ABOUT THIS EXERCISE: Your answer should show every line of the material below that includes "trim".

RECORDS FOR THE TASK:
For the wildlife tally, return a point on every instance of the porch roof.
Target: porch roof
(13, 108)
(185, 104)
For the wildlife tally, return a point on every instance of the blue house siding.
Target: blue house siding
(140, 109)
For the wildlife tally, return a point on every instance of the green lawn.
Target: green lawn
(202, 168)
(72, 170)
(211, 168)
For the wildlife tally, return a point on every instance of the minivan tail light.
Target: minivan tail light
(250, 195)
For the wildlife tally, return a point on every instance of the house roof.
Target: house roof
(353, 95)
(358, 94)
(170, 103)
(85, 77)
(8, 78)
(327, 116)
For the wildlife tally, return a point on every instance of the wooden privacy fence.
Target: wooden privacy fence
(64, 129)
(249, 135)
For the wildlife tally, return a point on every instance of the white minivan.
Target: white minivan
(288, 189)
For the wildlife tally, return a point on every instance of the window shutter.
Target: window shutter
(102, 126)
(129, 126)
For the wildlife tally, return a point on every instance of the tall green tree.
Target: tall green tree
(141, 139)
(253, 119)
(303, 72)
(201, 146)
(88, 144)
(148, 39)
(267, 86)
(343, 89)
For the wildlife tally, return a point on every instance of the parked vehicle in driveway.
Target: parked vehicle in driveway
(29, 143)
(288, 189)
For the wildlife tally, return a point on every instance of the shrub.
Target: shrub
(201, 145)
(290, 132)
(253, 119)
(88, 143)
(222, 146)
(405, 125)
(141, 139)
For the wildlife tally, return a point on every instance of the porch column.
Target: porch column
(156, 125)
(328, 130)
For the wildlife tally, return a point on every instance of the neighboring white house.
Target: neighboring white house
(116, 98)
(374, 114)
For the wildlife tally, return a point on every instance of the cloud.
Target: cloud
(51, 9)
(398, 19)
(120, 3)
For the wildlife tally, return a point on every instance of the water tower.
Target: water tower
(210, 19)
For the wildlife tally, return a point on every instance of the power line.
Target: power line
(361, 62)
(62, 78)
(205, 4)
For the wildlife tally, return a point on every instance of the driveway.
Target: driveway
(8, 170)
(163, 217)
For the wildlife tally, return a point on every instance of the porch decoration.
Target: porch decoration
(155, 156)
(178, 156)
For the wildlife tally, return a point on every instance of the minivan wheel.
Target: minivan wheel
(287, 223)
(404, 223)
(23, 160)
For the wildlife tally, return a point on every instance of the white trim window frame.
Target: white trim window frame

ANSWER TO THIS TASK:
For the wildlife tally, return a point on every instance of the white trim window frame.
Target: white trim window frame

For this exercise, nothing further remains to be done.